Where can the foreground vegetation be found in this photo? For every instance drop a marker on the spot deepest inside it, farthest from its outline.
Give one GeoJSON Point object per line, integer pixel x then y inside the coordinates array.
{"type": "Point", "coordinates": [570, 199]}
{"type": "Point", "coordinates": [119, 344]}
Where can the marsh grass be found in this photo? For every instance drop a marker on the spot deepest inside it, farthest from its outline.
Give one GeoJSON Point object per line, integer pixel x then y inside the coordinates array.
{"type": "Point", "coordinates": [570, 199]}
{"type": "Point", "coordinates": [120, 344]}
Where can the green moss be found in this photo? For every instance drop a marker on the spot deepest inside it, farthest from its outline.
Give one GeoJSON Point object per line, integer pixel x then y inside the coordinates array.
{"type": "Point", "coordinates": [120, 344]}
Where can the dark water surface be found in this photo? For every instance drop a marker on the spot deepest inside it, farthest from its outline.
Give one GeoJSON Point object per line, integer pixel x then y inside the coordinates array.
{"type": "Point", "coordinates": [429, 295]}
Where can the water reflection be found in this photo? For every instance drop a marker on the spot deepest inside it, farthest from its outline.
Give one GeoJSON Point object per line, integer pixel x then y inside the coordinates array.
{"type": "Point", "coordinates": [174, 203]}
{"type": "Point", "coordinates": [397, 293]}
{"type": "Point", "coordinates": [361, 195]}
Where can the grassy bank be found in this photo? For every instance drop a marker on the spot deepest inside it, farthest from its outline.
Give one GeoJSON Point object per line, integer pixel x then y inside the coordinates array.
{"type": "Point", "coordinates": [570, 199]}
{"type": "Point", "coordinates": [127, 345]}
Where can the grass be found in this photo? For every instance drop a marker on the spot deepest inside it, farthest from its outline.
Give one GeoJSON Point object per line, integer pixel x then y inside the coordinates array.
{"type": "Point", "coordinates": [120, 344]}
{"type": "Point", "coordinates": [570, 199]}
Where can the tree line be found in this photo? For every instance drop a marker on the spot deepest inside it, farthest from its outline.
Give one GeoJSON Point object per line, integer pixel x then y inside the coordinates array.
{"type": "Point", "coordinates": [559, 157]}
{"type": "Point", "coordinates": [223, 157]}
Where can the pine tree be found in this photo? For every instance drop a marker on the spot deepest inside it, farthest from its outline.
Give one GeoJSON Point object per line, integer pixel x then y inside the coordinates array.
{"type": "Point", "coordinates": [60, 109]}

> **Problem requirements**:
Look through the entries above. Copy each line in which the string "water" occurs.

> **Result of the exercise**:
Where can the dark water surface be found in this photo? For every instance drop a marker on the spot deepest inside it, farthest from its outline.
Where can the water reflection be found in this photo? For every instance drop a marker on the spot deepest inside it, farthest from its outline.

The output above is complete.